» **Aim**: Starting at the line that contains "Practice step: find the distant" and ending at the last line of the data, set out those lines as a numbered list without blank lines. Leave the pictures out of your answer.

Entries from a pointing dataset:

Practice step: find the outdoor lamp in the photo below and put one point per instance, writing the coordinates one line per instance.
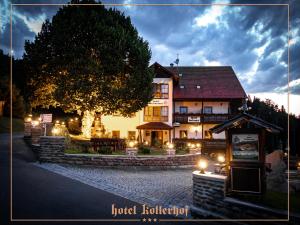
(28, 119)
(170, 146)
(55, 131)
(35, 123)
(202, 165)
(131, 144)
(221, 159)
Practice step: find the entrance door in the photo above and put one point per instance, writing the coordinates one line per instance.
(156, 138)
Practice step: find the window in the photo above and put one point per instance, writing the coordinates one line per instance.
(115, 134)
(183, 134)
(207, 134)
(156, 113)
(131, 135)
(164, 110)
(183, 109)
(207, 110)
(161, 90)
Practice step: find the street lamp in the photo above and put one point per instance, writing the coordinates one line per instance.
(202, 165)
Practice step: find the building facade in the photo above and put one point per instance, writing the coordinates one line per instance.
(187, 102)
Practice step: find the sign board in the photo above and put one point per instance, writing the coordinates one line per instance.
(194, 119)
(245, 179)
(46, 118)
(245, 147)
(159, 102)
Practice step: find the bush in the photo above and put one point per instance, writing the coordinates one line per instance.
(144, 150)
(106, 150)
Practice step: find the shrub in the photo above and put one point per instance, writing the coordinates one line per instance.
(106, 150)
(144, 150)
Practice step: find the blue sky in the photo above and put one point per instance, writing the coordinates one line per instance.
(251, 39)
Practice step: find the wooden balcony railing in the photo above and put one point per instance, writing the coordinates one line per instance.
(155, 118)
(201, 118)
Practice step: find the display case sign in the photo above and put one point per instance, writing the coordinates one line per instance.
(194, 119)
(245, 147)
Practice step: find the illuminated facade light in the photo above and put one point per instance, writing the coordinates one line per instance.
(202, 165)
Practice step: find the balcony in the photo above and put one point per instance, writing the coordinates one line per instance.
(155, 118)
(200, 118)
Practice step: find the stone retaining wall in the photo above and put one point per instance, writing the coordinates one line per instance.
(52, 150)
(209, 201)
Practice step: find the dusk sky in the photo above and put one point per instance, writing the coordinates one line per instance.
(251, 39)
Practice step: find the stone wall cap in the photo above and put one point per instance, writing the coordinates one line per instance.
(209, 176)
(52, 137)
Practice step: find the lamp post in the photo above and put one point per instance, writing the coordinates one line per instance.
(202, 165)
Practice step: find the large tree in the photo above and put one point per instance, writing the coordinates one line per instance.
(90, 59)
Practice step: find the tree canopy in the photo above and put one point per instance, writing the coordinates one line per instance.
(89, 58)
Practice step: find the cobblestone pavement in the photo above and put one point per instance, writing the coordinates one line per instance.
(165, 187)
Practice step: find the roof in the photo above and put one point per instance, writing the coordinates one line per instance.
(154, 126)
(162, 72)
(215, 82)
(244, 118)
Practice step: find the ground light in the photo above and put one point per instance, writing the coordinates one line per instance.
(202, 165)
(221, 158)
(171, 146)
(131, 144)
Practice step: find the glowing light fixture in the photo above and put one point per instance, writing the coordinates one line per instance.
(221, 158)
(171, 146)
(35, 123)
(131, 144)
(202, 165)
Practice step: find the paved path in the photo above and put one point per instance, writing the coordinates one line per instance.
(40, 194)
(166, 188)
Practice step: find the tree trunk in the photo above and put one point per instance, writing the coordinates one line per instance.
(87, 122)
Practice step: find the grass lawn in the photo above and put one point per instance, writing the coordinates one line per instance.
(17, 125)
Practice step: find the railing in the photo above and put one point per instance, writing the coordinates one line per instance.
(201, 118)
(155, 118)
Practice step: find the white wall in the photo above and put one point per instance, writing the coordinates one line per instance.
(163, 102)
(195, 107)
(123, 124)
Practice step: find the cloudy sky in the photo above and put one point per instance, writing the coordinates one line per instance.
(253, 40)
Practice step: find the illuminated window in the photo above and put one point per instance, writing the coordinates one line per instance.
(183, 109)
(207, 110)
(183, 133)
(161, 90)
(115, 134)
(131, 135)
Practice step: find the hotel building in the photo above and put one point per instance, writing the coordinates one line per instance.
(187, 102)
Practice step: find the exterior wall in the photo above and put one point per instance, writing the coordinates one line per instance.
(163, 102)
(190, 129)
(193, 107)
(218, 107)
(196, 106)
(192, 134)
(215, 136)
(123, 124)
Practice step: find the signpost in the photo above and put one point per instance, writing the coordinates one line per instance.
(46, 119)
(245, 156)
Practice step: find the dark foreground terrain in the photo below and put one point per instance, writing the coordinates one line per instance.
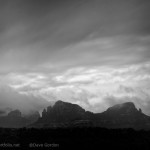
(74, 138)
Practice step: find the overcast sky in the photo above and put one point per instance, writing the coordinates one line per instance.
(53, 48)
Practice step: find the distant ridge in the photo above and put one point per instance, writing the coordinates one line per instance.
(64, 114)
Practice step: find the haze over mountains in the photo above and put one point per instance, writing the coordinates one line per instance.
(64, 115)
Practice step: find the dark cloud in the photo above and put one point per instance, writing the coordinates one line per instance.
(35, 32)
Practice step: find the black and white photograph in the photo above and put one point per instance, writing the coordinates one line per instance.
(75, 74)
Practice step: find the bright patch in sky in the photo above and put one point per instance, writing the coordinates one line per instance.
(94, 88)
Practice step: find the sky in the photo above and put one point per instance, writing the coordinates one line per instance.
(95, 53)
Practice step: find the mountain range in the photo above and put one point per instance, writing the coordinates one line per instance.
(64, 115)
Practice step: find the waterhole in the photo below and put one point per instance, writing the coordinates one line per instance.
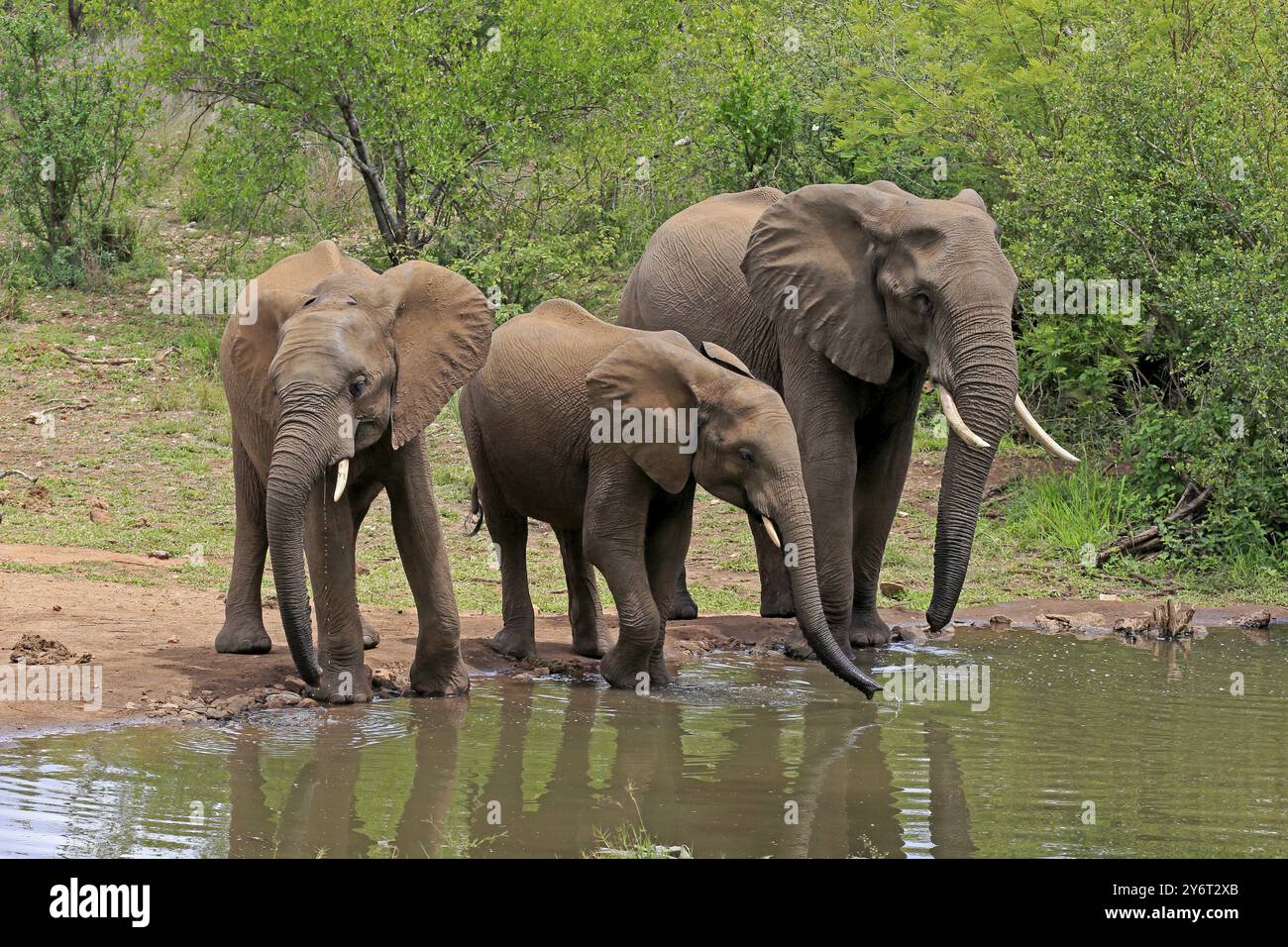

» **Worked answer**:
1. Practice step: find the distant ridge in the photo above and put one point per instance, writing the coordinates one line per instance.
2. (64, 114)
3. Practice step: find the haze over mountains in the photo above and put one point per instance, writing the coordinates one line per instance.
4. (64, 115)
5. Practice step: find the dark cloud in the photo above and put one point per instance, writing the coordinates one line per instance.
6. (35, 32)
7. Practice step: find the black and white photograph in the photo above and put one point per instance, writing the coordinates one line per instance.
8. (75, 74)
9. Practice step: find the bright patch in sky in the photo above and put one point per instance, writing the coordinates one line per instance.
10. (94, 88)
11. Practice step: find the sky in the photo above and put one point per instance, writing the coordinates one line per instance.
12. (95, 53)
13. Practice step: find the mountain range in the photo above and put one point per instance, writing the coordinates one line per instance.
14. (64, 115)
15. Practice step: find the waterhole in the photo below and put one point per instance, writing the coordinates one line per instance.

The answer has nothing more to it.